Short problem —
Please count the lines in the listing below that contain the string "pointed". Reply with only the number.

Information shown —
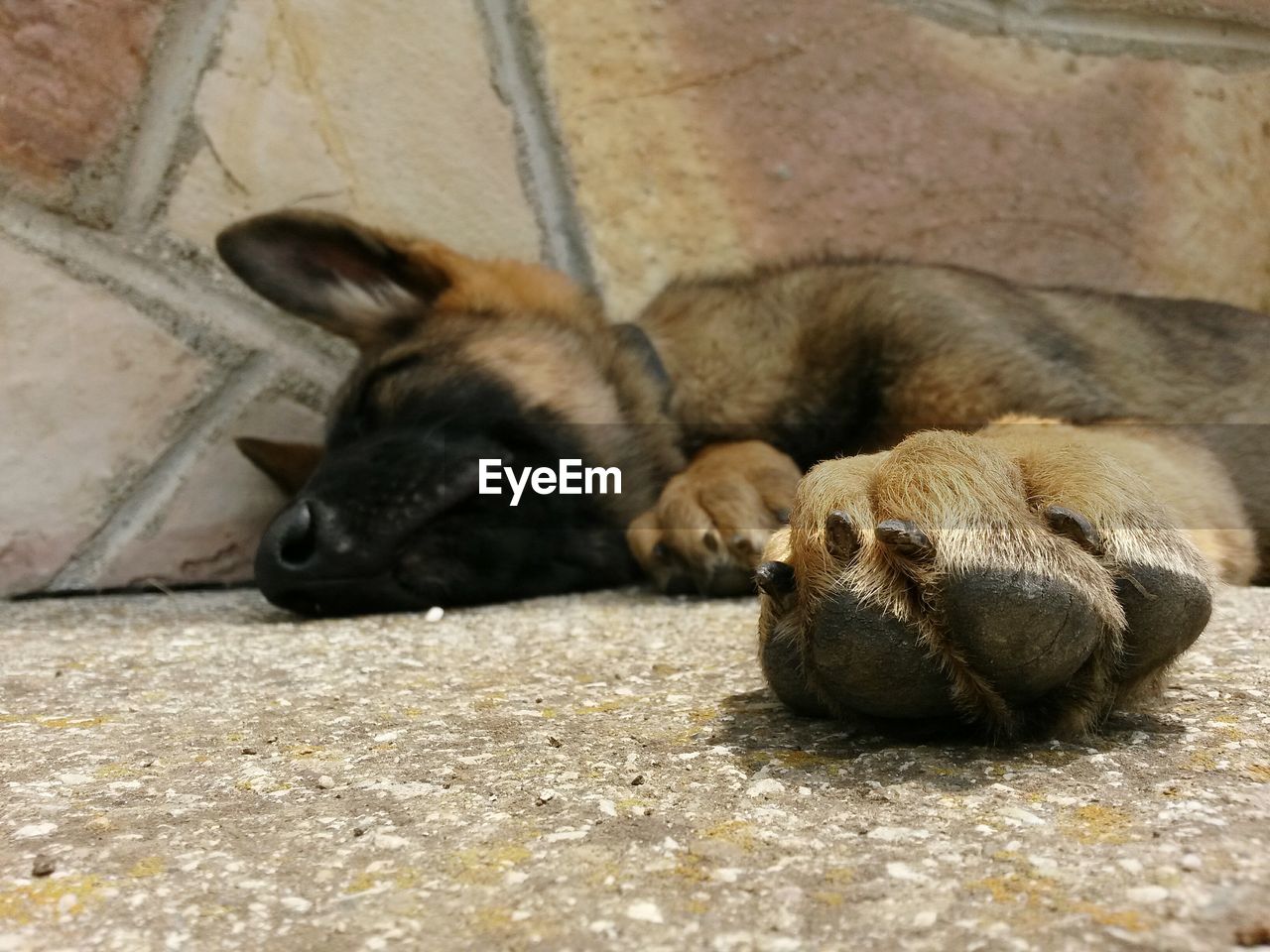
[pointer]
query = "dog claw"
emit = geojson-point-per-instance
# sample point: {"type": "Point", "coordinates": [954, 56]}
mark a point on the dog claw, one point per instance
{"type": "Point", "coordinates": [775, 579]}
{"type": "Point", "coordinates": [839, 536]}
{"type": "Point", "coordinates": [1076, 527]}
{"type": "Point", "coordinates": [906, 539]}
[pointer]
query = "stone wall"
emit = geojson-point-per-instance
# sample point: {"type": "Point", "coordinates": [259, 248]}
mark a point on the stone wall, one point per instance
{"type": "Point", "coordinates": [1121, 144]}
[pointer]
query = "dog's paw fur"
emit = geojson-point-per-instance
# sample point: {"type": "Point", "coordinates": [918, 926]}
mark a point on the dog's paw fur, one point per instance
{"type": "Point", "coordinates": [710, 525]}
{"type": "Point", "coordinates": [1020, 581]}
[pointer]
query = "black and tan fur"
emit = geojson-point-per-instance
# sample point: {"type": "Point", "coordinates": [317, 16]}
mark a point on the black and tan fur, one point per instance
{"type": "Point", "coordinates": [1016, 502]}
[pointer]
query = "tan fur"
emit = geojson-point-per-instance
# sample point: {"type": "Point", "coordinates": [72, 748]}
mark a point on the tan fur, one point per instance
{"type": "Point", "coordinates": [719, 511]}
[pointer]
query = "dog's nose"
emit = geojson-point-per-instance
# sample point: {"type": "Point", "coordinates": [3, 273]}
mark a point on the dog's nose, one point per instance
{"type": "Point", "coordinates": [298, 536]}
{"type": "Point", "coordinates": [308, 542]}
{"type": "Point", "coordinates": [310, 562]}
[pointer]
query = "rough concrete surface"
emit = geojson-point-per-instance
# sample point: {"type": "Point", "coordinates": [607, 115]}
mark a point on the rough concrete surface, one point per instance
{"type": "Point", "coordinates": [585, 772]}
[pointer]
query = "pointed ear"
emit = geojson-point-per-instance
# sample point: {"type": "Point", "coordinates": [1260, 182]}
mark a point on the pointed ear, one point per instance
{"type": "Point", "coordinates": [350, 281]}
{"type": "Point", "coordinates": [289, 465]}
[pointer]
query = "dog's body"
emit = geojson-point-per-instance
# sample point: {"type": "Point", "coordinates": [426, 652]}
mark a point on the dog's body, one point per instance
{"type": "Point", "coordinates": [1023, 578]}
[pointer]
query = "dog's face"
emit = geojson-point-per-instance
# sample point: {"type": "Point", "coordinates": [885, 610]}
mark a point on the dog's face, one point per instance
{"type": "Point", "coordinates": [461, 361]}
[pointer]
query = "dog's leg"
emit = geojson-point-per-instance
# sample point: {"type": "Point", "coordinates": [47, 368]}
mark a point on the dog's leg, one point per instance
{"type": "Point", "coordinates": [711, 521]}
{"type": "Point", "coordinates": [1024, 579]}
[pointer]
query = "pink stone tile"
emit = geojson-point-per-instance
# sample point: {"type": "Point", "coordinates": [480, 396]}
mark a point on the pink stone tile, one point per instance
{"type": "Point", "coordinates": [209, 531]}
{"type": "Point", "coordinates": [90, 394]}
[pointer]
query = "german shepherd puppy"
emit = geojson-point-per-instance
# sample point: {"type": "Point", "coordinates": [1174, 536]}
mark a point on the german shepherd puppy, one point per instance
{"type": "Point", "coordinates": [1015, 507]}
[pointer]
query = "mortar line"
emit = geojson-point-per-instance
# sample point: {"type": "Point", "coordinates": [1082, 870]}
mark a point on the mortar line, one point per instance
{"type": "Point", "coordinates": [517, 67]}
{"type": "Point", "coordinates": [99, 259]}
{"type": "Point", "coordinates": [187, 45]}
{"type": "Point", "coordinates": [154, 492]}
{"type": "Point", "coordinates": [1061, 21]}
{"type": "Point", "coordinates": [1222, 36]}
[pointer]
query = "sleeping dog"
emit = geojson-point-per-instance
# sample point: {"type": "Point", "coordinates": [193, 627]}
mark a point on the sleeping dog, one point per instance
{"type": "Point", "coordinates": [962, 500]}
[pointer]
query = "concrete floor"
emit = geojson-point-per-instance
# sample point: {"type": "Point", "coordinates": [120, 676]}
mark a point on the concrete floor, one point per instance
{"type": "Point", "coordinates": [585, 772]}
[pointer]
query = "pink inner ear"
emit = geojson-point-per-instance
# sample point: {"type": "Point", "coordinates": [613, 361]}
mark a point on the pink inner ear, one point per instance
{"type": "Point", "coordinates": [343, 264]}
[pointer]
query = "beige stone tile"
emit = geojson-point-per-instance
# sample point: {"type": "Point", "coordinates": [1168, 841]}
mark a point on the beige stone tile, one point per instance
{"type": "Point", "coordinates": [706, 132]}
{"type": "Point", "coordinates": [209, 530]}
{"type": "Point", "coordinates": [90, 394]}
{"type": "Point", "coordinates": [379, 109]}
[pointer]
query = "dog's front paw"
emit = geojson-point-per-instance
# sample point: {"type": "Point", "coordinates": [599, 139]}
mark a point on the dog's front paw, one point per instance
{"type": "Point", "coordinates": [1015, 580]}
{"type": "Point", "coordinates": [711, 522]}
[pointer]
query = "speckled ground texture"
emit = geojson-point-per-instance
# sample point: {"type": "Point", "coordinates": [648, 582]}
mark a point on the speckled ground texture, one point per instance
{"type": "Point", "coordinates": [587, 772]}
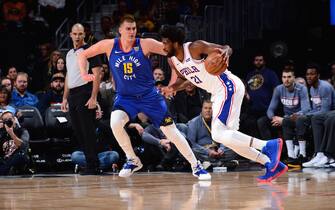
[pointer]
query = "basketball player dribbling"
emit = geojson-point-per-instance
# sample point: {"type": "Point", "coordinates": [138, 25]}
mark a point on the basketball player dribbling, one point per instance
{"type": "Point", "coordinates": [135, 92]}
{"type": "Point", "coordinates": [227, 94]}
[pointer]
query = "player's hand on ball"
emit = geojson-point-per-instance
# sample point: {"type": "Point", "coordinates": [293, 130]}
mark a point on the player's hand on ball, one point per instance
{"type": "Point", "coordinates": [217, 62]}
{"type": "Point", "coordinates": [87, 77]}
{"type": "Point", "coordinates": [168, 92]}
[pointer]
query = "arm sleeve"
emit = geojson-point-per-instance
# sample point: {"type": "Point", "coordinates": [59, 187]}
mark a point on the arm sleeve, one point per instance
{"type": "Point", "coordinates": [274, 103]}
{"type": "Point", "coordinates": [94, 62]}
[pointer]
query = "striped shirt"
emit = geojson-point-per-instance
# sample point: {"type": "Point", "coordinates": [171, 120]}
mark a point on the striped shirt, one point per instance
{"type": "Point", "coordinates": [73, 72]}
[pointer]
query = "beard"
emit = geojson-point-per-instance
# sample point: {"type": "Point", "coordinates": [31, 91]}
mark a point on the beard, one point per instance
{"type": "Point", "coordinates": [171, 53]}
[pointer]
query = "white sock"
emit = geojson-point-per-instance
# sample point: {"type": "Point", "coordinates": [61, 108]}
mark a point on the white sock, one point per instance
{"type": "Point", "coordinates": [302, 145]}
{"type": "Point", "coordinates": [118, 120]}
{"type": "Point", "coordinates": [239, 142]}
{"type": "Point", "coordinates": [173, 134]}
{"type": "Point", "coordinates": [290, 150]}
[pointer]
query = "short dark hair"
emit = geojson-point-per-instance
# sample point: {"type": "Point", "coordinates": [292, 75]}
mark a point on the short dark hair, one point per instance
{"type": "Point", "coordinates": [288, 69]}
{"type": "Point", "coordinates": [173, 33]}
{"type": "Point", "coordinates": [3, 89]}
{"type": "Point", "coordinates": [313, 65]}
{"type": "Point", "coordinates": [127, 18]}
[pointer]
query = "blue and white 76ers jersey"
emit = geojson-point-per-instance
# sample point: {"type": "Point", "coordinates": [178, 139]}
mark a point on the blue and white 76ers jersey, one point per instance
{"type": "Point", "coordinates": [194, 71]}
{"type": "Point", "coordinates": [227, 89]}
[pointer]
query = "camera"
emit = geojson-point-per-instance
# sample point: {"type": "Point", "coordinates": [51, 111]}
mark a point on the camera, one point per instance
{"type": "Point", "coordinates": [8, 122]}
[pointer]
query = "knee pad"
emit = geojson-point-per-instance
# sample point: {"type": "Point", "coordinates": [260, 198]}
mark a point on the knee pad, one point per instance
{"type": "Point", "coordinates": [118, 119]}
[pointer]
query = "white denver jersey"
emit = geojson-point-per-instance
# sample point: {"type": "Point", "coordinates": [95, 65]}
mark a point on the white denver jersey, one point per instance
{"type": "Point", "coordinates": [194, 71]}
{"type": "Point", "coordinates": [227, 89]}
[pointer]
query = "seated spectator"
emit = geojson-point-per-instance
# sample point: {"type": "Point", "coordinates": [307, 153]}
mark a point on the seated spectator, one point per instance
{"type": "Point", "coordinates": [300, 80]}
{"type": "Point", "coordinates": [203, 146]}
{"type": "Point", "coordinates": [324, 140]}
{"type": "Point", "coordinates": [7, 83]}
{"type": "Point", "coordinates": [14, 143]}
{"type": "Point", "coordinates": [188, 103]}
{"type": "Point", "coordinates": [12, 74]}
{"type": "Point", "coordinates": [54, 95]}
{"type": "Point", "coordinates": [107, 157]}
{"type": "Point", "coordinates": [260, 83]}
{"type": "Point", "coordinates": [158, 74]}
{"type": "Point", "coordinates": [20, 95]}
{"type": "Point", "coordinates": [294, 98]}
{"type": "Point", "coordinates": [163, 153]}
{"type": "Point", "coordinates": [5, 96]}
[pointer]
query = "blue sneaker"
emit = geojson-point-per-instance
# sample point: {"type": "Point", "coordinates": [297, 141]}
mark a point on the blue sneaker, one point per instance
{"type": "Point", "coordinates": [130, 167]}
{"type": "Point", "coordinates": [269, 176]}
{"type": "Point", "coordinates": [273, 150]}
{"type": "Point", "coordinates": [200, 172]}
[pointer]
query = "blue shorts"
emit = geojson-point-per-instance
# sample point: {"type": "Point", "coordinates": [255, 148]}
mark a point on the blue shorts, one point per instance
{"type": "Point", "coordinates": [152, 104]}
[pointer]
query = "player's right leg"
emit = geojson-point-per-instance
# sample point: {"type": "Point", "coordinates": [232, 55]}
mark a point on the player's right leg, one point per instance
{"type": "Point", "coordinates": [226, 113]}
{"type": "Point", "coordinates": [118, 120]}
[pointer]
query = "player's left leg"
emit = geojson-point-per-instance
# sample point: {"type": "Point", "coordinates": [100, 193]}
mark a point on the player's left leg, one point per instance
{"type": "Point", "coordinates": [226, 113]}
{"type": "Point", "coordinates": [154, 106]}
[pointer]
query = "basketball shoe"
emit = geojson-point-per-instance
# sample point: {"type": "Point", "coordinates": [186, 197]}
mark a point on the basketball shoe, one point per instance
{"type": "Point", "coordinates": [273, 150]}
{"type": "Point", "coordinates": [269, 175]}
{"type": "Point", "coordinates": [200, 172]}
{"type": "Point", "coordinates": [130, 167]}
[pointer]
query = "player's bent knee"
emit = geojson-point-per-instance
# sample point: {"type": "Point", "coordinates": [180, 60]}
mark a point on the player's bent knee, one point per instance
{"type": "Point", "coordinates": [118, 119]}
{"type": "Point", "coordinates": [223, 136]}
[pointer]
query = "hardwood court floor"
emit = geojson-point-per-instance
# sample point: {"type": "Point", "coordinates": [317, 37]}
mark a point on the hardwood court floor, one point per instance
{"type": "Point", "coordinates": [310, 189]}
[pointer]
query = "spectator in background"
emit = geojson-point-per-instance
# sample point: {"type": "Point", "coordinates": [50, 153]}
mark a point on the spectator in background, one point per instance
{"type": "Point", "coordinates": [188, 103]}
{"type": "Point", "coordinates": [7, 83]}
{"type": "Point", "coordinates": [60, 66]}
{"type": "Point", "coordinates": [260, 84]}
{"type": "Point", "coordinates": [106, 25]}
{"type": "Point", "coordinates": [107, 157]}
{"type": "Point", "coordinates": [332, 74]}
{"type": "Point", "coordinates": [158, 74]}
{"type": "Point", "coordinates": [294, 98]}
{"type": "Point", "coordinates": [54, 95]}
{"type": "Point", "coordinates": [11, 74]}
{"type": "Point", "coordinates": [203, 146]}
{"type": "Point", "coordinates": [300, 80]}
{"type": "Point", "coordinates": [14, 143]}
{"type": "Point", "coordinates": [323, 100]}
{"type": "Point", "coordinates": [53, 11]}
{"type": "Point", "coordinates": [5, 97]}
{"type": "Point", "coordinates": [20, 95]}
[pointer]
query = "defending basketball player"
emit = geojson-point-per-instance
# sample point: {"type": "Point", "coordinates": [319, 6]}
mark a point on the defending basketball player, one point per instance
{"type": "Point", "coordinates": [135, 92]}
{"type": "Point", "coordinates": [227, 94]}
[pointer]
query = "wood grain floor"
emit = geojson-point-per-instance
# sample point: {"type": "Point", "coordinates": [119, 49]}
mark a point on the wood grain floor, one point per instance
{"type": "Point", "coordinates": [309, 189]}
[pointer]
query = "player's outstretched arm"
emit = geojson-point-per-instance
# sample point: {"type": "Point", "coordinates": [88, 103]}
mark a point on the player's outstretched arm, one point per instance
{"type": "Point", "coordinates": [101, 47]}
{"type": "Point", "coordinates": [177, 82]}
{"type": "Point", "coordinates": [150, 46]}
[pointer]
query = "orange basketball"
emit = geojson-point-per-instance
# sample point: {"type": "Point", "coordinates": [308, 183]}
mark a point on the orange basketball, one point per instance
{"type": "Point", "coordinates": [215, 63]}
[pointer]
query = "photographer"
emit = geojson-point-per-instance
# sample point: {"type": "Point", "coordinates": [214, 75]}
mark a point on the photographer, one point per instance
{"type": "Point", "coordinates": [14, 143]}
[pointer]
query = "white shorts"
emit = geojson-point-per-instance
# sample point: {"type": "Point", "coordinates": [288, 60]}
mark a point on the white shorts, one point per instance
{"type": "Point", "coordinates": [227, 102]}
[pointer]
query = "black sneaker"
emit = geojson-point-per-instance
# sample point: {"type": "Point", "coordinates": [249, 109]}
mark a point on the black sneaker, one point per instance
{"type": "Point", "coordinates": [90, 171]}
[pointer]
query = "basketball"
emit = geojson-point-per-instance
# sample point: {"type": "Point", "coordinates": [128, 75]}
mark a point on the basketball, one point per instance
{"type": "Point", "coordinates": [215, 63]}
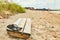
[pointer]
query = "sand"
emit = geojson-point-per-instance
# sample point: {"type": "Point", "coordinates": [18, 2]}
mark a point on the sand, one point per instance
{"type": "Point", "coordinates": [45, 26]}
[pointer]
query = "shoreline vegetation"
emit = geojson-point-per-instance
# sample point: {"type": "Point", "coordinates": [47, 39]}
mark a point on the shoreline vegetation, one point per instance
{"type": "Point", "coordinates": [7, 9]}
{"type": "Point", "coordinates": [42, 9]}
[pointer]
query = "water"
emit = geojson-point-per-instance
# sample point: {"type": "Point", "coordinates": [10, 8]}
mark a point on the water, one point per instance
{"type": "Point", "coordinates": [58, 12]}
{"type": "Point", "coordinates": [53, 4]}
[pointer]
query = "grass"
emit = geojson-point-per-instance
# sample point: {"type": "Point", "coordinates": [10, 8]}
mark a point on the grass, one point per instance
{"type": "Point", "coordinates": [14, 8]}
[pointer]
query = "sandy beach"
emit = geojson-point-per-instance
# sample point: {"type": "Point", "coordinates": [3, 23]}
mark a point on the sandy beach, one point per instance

Task output —
2